#### [Exercise material]
* BEGIN *

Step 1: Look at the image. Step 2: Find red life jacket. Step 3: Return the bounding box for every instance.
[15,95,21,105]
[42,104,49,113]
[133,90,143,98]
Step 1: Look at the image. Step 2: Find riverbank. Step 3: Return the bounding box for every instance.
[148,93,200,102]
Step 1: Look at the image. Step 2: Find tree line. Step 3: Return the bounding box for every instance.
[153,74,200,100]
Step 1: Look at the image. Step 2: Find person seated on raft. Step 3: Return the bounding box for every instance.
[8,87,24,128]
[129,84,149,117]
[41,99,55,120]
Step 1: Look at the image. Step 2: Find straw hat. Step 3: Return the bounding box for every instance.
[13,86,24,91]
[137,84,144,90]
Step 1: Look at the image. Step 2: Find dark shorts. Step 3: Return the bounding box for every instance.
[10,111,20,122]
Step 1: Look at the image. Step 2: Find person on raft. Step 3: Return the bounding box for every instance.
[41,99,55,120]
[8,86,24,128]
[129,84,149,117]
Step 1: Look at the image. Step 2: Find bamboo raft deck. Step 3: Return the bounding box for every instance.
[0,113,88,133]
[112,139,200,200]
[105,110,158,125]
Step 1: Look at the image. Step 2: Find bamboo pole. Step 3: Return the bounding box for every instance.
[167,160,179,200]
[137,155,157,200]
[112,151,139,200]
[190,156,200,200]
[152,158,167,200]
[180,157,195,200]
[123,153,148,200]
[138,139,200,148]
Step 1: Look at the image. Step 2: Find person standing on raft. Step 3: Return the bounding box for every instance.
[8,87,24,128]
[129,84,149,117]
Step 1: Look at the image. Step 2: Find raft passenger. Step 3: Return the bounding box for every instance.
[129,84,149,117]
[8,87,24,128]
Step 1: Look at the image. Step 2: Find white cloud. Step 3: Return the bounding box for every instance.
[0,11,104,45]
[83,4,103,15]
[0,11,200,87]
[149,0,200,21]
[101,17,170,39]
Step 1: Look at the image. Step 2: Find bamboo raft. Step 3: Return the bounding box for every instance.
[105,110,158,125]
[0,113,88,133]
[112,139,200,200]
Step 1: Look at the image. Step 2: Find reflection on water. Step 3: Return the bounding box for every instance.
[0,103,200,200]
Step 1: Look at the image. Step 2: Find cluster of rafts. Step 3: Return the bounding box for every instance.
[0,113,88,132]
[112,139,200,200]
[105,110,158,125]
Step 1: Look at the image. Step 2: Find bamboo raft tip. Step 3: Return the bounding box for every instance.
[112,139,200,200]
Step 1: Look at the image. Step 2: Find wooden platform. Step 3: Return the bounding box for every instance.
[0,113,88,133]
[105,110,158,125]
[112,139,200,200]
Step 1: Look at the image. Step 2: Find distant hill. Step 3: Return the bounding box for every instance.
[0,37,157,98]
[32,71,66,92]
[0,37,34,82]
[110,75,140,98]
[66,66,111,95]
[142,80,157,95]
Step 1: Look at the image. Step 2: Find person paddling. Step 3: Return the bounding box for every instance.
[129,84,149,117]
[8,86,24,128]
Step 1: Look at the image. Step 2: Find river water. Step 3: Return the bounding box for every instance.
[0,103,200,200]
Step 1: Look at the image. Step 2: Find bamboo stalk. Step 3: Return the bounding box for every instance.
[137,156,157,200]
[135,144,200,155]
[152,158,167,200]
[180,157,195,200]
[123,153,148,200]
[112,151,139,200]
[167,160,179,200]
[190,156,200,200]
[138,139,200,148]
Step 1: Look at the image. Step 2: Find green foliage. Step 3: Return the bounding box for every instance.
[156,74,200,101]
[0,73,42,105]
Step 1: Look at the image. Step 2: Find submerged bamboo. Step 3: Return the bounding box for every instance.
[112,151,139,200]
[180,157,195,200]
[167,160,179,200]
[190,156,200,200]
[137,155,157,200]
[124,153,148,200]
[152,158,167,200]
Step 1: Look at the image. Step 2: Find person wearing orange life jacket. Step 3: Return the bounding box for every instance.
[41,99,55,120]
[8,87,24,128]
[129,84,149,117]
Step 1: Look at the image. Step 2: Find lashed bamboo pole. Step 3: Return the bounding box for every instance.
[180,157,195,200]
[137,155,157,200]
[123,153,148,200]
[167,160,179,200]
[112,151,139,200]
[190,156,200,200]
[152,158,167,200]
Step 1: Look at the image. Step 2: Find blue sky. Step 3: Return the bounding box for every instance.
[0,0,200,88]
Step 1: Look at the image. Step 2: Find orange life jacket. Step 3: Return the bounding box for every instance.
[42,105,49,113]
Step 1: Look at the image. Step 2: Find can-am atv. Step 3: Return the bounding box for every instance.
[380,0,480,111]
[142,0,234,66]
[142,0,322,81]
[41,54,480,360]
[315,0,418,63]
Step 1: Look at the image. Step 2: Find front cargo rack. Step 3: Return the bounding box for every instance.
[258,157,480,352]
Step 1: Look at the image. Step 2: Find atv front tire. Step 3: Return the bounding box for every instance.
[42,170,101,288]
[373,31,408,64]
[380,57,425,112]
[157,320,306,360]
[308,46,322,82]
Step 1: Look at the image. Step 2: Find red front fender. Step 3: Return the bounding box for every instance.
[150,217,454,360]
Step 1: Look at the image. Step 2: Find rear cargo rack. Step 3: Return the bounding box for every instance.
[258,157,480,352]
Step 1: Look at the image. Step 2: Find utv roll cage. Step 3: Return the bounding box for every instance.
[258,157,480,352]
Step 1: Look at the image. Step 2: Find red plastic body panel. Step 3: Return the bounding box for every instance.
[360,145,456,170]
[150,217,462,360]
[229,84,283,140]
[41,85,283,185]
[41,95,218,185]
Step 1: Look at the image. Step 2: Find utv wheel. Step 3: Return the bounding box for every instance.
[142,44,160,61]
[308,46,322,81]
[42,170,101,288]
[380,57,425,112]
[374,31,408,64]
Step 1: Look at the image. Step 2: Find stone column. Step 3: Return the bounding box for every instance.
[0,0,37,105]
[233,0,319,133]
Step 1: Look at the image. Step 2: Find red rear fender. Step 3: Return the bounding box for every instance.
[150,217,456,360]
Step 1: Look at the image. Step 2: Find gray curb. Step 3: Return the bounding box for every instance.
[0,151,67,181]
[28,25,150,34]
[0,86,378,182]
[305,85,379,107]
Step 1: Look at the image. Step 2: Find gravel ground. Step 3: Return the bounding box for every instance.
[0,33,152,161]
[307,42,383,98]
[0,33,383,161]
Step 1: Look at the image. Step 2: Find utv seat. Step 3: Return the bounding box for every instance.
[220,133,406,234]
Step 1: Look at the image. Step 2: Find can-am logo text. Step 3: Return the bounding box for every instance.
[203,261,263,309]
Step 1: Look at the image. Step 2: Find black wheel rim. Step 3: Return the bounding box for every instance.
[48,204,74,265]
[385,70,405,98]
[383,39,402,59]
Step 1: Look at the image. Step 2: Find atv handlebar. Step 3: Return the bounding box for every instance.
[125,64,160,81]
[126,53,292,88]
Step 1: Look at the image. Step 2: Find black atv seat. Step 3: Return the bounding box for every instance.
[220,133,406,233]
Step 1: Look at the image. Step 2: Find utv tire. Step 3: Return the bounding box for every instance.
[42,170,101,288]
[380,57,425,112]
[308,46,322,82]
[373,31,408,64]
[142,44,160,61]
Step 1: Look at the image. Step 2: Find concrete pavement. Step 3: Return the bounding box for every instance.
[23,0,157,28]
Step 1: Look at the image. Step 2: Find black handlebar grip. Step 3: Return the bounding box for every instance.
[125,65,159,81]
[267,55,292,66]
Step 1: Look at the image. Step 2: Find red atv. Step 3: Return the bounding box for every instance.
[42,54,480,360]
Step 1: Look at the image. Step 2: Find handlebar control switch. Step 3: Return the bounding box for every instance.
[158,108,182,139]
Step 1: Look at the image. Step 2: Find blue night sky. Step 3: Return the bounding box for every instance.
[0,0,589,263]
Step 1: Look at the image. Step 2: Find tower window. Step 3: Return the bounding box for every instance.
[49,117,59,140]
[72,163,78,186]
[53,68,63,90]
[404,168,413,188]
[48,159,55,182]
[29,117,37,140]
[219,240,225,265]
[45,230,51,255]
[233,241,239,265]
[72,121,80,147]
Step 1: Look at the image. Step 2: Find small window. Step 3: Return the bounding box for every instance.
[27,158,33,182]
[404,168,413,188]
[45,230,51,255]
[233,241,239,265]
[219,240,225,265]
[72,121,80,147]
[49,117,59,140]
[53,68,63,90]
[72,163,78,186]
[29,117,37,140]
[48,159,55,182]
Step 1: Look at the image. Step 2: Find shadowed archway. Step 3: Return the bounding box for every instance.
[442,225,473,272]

* END *

#### [Requirement]
Put the data starting at the line that has "Step 1: Look at the image. Step 2: Find green" and ending after the line that has "[0,73,42,105]" into a two-column CSV with the headers instruction and answer, one row per instruction. Enclose each field in double quotes and replace any line breaks inside a field with spaces.

#### [Reply to the task]
instruction,answer
"Step 1: Look at the image. Step 2: Find green foliage. Step 3: Return the bounding box for every instance.","[156,74,200,101] [0,73,42,105]"